Pointing dataset records
________________
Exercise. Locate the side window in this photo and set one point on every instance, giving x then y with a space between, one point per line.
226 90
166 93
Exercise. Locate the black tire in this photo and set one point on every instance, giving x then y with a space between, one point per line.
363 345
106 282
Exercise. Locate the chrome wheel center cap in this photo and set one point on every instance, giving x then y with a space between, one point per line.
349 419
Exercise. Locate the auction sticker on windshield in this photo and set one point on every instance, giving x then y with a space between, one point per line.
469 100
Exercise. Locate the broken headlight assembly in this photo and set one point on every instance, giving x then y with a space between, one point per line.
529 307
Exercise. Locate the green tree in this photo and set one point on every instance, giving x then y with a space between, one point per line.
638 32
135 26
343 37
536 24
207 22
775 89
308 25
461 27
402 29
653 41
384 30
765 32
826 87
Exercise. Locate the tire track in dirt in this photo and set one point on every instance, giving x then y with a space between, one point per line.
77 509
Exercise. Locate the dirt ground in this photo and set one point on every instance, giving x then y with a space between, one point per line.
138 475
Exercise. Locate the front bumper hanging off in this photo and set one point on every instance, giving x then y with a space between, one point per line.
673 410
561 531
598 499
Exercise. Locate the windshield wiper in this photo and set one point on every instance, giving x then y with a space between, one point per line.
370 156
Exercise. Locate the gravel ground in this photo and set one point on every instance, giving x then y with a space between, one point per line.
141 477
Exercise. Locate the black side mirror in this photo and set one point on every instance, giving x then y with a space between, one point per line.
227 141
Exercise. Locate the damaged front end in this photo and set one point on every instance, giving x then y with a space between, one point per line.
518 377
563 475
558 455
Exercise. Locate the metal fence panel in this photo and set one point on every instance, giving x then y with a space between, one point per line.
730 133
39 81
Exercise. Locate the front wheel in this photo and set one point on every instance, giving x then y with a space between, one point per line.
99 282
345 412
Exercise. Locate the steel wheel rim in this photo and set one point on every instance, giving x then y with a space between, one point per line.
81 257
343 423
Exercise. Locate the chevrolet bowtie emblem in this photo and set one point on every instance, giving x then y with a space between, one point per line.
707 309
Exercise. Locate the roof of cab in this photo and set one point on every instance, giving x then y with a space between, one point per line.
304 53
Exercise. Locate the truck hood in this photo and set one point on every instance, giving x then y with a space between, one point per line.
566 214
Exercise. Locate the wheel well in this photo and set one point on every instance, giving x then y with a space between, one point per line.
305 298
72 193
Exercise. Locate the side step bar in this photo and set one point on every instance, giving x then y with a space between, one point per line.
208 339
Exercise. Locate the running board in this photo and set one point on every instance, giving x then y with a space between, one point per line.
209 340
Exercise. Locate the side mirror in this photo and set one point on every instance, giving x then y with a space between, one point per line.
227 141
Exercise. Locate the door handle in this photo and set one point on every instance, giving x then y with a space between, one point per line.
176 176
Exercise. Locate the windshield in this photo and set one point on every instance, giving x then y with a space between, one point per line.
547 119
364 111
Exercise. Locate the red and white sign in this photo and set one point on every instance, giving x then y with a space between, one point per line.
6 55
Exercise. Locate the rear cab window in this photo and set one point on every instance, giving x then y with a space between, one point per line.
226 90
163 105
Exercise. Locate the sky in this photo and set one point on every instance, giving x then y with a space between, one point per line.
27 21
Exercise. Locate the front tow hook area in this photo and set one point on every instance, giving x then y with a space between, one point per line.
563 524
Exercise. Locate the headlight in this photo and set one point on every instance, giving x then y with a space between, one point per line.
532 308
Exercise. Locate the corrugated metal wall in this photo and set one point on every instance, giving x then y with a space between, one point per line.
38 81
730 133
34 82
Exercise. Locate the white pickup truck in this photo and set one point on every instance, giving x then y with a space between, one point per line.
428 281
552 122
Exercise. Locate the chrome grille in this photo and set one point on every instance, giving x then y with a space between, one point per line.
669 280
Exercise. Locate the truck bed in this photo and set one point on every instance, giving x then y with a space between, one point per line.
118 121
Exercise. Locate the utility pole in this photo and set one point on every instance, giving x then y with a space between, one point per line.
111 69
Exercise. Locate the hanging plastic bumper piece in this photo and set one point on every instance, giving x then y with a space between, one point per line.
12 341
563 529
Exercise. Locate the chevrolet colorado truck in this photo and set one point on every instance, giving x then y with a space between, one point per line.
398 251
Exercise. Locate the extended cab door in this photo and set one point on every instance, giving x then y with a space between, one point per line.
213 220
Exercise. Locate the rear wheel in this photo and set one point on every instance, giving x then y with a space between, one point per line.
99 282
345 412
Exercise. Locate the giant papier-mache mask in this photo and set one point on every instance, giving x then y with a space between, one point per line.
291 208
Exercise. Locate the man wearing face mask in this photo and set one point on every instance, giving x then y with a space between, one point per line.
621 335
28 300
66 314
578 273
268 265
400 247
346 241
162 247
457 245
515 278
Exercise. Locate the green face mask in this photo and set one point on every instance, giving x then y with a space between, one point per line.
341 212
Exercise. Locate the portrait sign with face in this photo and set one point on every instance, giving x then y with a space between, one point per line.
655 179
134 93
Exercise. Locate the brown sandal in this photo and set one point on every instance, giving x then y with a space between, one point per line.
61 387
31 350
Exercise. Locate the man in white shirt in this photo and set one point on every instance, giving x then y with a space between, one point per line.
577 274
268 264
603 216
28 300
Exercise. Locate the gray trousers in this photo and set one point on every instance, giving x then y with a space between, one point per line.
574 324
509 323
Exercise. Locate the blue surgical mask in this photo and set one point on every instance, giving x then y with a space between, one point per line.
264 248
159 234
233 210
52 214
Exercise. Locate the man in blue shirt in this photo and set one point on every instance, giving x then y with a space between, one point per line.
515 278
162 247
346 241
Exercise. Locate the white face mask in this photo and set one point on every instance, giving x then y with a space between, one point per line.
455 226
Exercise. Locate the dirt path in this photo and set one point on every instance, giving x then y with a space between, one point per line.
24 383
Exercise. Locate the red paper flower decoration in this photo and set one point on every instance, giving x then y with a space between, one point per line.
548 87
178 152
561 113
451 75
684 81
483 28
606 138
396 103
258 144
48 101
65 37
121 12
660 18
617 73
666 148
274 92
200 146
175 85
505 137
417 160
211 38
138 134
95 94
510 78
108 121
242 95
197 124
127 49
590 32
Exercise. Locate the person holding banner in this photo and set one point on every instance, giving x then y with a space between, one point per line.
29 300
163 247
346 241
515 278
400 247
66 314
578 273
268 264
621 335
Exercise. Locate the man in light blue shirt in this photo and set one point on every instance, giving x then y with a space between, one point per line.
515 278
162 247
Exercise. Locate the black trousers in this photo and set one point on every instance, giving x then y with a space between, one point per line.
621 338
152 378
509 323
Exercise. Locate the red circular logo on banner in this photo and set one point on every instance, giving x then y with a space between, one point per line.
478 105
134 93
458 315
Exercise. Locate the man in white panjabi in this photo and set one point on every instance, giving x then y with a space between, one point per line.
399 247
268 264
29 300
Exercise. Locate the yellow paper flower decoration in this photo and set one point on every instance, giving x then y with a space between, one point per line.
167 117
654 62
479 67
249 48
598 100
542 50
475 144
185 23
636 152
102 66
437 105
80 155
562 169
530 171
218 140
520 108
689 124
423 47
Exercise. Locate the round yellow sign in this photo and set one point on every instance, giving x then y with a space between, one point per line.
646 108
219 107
________________
:: STATED GOAL ::
Return all of the entries exactly as written.

:: RESULT FOR THIS EXERCISE ::
Exercise. Locate the side window in this photo and set one point on every instance, giving x then y with a space between, one point per line.
226 90
166 93
Exercise. Locate the black tire in this photo and set one point on every instance, giving x then y with a space between, one point per line.
363 345
106 282
Exercise. Locate the chrome wheel center cap in this photo and set one point on every instance, giving x then y with a space between, one point per line.
349 419
Exercise. Locate the auction sticker on windshield in this photo and set one point on every instance, giving x then y with a space between, one point per line.
469 100
Exercise. Locate the broken headlight assembly in this photo and set one point on every instance, giving x then y with a space between, one point per line.
529 307
Exercise. Locate the green tree in this photo and set one point on every instance, giving x then y with a space between, one point per line.
638 32
135 26
343 37
536 24
207 22
775 89
308 25
461 27
402 29
653 41
384 30
765 32
826 87
Exercise. Locate the tire track in dirt in this photo and set one point on every instance, giving x then y with a space between, one point per line.
77 509
Exercise. Locate the dirt ground in this photo and set one point on every instance, giving x then y with a space between, one point per line.
138 475
Exercise. Locate the front bumper hanging off in this photo and set one point on every instance, giving x then y with a space between, one point per line.
673 410
561 531
598 499
Exercise. Locate the windshield wiper in this photo and set one point on every instance, giving x then y with a space between, one point per line.
370 156
Exercise. Locate the gravel ground in this photo and set one point on every instance, giving x then y with a space between, one point per line.
141 477
Exercise. Locate the black side mirror in this photo and set one point on every instance, giving x then y with a space between, one point per line.
227 141
Exercise. Locate the damaged front end in this photo and set one point on every instance, giving x then y with a space between, one point per line.
518 377
563 475
558 455
Exercise. Locate the metal fence panel in this photo and set one point on every instance, giving x then y with a space between, one point per line.
730 133
39 81
Exercise. Locate the front wheel in this photo and set one point on every instance, giving x then y with a space between, one point per line.
99 282
345 412
Exercise. Locate the steel wheel rim in this photo and set one point on every instance, giving x then y with a space between, one point per line.
81 257
343 423
Exercise. Locate the chevrolet bowtie emblem in this photo and set one point on every instance, giving x then y with a space between, one point per line.
707 309
Exercise. Locate the roof of cab in this photo and set one point on every instance, giving x then y with a space between, one point per line.
304 53
Exercise. Locate the truck hood in this photo and set one point on every instance, giving x then y with a space between, one point per line.
566 214
Exercise. Locate the wheel well in this photo and set one point on every instance, giving x then y with a space between, one point per line.
305 298
72 193
Exercise. Locate the side step bar in this photo and set one point on every instance, giving x then y with a space between, one point per line.
208 339
Exercise. Locate the running board in this photo and set one point on every instance, giving x then y with a space between, one point per line.
209 340
Exercise. Locate the side mirror in this photo and set one point on every instance, giving x then y with a space between, one point per line.
227 141
Exercise. Locate the door handle in this photo and set one point on every instance, giving x then y with a space between, one point per line.
176 176
Exercise. Locate the windshield in this photo and set one point on every instance, giving x then y with a space between, one point per line.
547 119
364 111
Exercise. Locate the red and white sign in this photo and set one point on every instance, giving x then y with a space between, one point per line.
6 55
Exercise. Locate the rear cab window in this photo and set one point on every instance, giving x then y with a space between, one point per line.
226 90
163 105
Exercise. Locate the sky in this photo and set one point on every instance, giving x then y with a space between, one point per line.
27 21
Exercise. Locate the front tow hook area in this photo and set one point on every instance, giving x then y with a space between, one point per line.
563 524
Exercise. Locate the headlight in this photo and set one point on every instance, giving x then y with a space between, one point per line.
532 308
Exercise. Locate the corrugated metal wall in this photo and set one point on every instance, giving x then y with a space between, one point per line.
38 81
730 133
34 82
Exercise. Locate the white pickup truck in this photo and set one point on every instance, giving x then y with a space between, one point per line.
428 281
552 122
Exercise. Locate the chrome grille in this photo and set one point on every instance, giving x then y with a space between, one point per line.
669 280
Exercise. Locate the truck bed in this photo and set one point on every instance, giving x then y with a space between, one point per line.
118 121
Exercise. Locate the utility pole in this photo and set one point on every instance, giving x then y with a space between, one point per line.
111 69
Exercise. Locate the hanging plastic bumper piece in this photo and set one point on every instance, giving x then y with a space between, one point per line.
12 341
563 529
Exercise. Locate the chevrolet colorado truck in this photo and set one point on every instance, giving x then y with a space between, one point per line.
398 251
Exercise. Locate the extended cab door in this photo and set one point on every instance, giving x then y with a space between, one point per line.
213 220
Exercise. Locate the rear wheel in this photo and set one point on every instance, giving x then y with a space between, one point per line.
99 282
345 412
Exercise. Locate the giant papier-mache mask in this photo and set one point on every instance, giving x then y with a space between, one point per line.
291 208
Exercise. Locate the man wearing face mask in this photo and set one point on every instance, giving x then y with a space between, one point per line.
621 335
28 300
66 314
578 273
268 265
400 247
346 241
162 247
457 245
515 278
Exercise. Locate the green face mask in this photo and set one point on every instance, giving x then y with a space between, one point per line.
341 212
Exercise. Locate the portrait sign with face in this photo and set one point on every instance, giving x then y with a space between, one point per line.
655 179
134 93
Exercise. Locate the brown sandal in this photo and set one point on every instance, giving x then y with a space between, one point per line.
61 387
31 350
Exercise. Locate the man in white shirt in this photo and set one point on every instance, giving x then y with a space between, one point per line.
577 274
268 264
603 216
28 300
Exercise. Locate the gray trousers in this photo and set one point on every instance, giving x then y with a space between, one point per line.
574 324
509 323
Exercise. Locate the blue surgical mask in this photo and set one point on every instance, giving x then y with a space between, one point per line.
264 248
159 234
233 210
52 214
Exercise. Locate the man in blue shirt in this photo and set one point on every instance, giving x then y with a space between, one point per line.
515 278
162 247
346 241
Exercise. Locate the white face mask in this photo and set one point on every instance, giving x then y with a space between, one point per line.
455 226
Exercise. Locate the dirt path in this photo and set one point on every instance, giving x then y with a space between, one point per line.
24 383
Exercise. Locate the red paper flower decoration in this photo and set one point on every instance, giving x then y with a space between, one point per line.
548 87
178 152
561 113
451 75
684 81
483 28
606 138
396 103
258 144
48 101
65 37
121 12
660 18
617 73
666 148
274 92
200 146
175 85
505 137
417 160
211 38
138 134
95 94
510 78
108 121
242 95
197 124
127 49
590 32
Exercise. Locate the person holding banner in this photo and set one point on every instance, giving x then y with a space between, one point per line.
29 300
163 247
346 241
515 278
400 247
66 314
578 273
268 264
621 335
Exercise. Locate the man in light blue shirt in this photo and set one point on every instance, giving x then y with a space between, one point per line.
515 278
162 247
Exercise. Locate the black trousers in this photo and set one point on every instance, giving x then y with a space between, one point per line.
621 338
152 378
509 323
Exercise. Locate the red circular logo on banner in this photo and set one point on every instance, giving x then y with a space between, one point per line.
478 105
134 93
458 315
Exercise. Locate the man in white panjabi in this photo and set one point on every instance, giving x then y with a space between, one point per line.
399 247
268 264
29 300
Exercise. Locate the yellow paper flower decoration in this photo and set one point on every instance, giving x then y with a space between, one point per line.
167 117
654 62
479 67
249 48
598 100
542 50
475 144
185 23
636 152
102 66
437 105
80 155
562 169
530 171
218 140
520 108
689 124
423 47
Exercise. Locate the round yellow sign in this photo and set one point on every instance, giving x then y with a space between, one point per line.
646 108
219 107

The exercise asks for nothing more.